Lay out the lines of the listing below as a JSON list of strings, one string per line and no blank lines. Begin at the line that contains "sidewalk in the image above." and stop after the last line of the listing.

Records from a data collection
........

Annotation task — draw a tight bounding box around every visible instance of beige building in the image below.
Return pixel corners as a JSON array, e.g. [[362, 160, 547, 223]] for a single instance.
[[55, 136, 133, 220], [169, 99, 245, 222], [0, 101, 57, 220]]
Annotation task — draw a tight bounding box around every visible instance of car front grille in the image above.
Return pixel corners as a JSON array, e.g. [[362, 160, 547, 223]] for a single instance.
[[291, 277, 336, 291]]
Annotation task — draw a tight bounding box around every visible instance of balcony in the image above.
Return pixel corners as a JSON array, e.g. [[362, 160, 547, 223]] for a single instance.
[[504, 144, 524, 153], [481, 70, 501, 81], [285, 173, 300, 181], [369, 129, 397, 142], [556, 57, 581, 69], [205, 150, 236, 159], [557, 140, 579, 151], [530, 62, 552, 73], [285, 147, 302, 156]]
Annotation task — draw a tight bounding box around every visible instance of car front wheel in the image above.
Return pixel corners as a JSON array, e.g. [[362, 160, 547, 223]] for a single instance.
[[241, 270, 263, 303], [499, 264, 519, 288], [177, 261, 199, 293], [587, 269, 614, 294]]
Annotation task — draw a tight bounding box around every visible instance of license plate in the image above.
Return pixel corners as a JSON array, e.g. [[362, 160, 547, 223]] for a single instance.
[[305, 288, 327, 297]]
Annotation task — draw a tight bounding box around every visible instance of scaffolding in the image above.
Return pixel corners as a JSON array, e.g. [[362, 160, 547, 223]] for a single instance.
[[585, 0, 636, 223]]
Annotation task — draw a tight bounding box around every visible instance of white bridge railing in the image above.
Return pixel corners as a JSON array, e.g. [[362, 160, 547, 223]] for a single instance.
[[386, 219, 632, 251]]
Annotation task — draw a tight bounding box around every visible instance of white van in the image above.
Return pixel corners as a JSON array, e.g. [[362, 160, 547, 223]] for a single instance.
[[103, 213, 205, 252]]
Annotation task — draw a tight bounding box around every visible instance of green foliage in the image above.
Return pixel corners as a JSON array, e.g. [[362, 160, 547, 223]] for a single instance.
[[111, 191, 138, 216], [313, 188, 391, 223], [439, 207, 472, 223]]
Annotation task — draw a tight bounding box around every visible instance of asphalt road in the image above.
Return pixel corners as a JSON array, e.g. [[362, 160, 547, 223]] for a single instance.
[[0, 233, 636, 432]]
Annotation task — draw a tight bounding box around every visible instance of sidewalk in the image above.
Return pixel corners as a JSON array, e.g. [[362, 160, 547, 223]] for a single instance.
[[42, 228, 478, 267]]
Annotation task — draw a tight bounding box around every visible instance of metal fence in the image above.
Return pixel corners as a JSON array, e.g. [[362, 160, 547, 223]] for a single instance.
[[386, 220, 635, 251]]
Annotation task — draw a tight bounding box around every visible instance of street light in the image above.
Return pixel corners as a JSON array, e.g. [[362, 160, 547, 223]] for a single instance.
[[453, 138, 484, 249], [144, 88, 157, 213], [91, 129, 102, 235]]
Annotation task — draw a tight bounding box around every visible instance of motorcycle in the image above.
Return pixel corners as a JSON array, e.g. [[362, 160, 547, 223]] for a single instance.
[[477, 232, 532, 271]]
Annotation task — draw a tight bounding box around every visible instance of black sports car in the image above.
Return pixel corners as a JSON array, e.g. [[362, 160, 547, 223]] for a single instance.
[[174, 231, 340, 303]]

........

● **COMPLETED TASK**
[
  "Annotation task — draw a tight bounding box around every visible instance of sidewalk in the image above.",
  "Return pixel corners as a JSON array, e.g. [[362, 160, 547, 223]] for a single instance.",
  "[[42, 228, 478, 267]]",
  "Annotation task — draw a tight bounding box around every visible instance of metal fence in the image above.",
  "Return pixel corners as a JSON array, e.g. [[362, 160, 547, 223]] for a single instance.",
  "[[386, 220, 635, 251]]",
  "Annotation task — draw a tight bounding box around every visible instance of street light in the image above.",
  "Return pixel corners as a JSON array, e.g. [[362, 160, 547, 223]] for a single instance.",
  "[[453, 138, 484, 249], [144, 88, 157, 213], [91, 129, 102, 235]]",
  "Annotation task — draw a tight bounding box around every visible instance of motorcycle in the image above.",
  "Return pixel corners as a JSON array, e.g. [[362, 160, 547, 223]] for a single instance.",
  "[[477, 232, 532, 271]]",
  "Annotation task — draw a tight bounding box around every visible instance of black sports car in the image above.",
  "Return pixel corners as a JSON array, e.g. [[362, 160, 547, 223]] for a single instance.",
  "[[174, 231, 340, 303]]"
]